Text shown -
***

MORGANTOWN, Ky. (WKRC) - Cockfighting is illegal across the country but in Kentucky, fighting roosters continue to fly.
That’s why national animal rights groups are calling out the Commonwealth for not cracking down and are blaming local and state police who, they claim, are looking the other way.
Plus, the groups claim the fighting rooster may be carrying a deadly biological threat.
KENTUCKY IS GLOBAL HUB FOR COCKFIGHTING
During a Zoom news conference, Wayne Pacelle, the president of Animal Wellness Action and Center for a Humane Economy, made it clear.
"Kentucky is a hub for cockfighting traffickers," Pacelle said, adding Kentucky’s illegal cockfighting businesses are tied to the worldwide trade in fighting roosters.
"Kentucky remains central, not just to the national cockfighting industry, but to the global cockfighting industry,” he said.
FAILING TO CRACKDOWN ON COCKFIGHTING
For more than two years, Local 12 has investigated cockfighting across the Tri-State, capturing cockfighting inside arenas and the illegal activities and violence associated with the blood sport.
At the news conference, the Pacelle says SHARK (Showing Animals Respect and Kindness) has now documented 16 cockfighting arenas across Kentucky, part of what is now estimated to be 100 cockfighting arenas that now dot the state.
The groups complain that cockfighting continues to be big business in Kentucky because most police in the Commonwealth are failing to crackdown.

***

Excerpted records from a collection
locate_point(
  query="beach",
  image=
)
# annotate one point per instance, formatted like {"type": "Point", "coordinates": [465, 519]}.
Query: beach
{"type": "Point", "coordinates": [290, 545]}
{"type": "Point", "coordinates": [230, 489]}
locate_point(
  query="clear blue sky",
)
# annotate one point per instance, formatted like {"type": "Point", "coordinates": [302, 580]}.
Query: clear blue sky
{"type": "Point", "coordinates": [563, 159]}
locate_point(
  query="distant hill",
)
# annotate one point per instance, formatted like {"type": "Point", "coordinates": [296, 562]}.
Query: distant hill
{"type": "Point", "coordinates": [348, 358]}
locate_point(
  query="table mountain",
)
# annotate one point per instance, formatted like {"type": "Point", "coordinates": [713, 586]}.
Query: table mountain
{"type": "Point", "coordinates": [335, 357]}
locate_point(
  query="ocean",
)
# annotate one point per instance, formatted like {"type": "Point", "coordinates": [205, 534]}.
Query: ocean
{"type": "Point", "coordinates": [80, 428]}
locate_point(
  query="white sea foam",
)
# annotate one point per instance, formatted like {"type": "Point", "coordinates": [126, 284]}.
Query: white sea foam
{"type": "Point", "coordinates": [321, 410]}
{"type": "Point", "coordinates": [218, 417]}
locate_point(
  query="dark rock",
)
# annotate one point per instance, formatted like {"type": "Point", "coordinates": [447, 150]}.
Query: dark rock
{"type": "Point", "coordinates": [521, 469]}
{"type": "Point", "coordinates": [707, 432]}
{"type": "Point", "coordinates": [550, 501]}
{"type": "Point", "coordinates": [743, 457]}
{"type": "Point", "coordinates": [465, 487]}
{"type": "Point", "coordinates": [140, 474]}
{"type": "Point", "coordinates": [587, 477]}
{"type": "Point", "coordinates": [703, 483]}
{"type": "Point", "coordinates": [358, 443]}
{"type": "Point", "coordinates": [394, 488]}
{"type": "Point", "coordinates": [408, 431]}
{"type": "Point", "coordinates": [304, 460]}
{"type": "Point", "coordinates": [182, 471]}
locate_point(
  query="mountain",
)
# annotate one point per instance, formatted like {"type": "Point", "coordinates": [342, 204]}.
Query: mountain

***

Continue the news article about cockfighting in Kentucky, picking up after its last sentence. The data has no role in this work.

Written answer -
“They absolutely will not do anything,” said Steve Hindi, president of SHARK about most police in Kentucky.
When he captures cockfighting on camera, Hindi says he reports it to local and state police, who he says usually don’t show up or, if they do, they don’t take action.
BEATEN BUT STILL CATCHING COCKFIGHTING
As we reported, Hindi was nearly killed on Jan. 3, 2021, when he tried to capture cockfighting at an arena near Ironton, Ohio. He was beaten outside that rural property by the owner, James Newcomb. Another SHARK employee in a car was run off the road, crashing in a ditch. On Nov. 5, 2021, Newcomb was convicted of felony and misdemeanor assault for the incident. Newcomb was also convicted of felony theft for destroying SHARK’S drone and controller.
Since the attacks, Hindi has continued to fly his drones, locating cockfighting arenas. Lately, he’s been busy in Kentucky, including an arena he captured in McGoffin County, Kentucky, where he captured people running to their cars.
"Here now, they've gotten a call,” Hindi said, narrating the images of the crowd exiting below the drone, adding “They've gotten word somehow that the police have been called."
He sees it all the time.
"You cannot persuade me that these criminals and the police are not operating hand-in-hand," Hindi said.
FIGHTING ROOSTERS FOR THE WORLD
Cockfighting is illegal at the arenas and down on the farms.
Hindi revealed more drone video during the news conference of a farm that he says breeds and raises fighting roosters.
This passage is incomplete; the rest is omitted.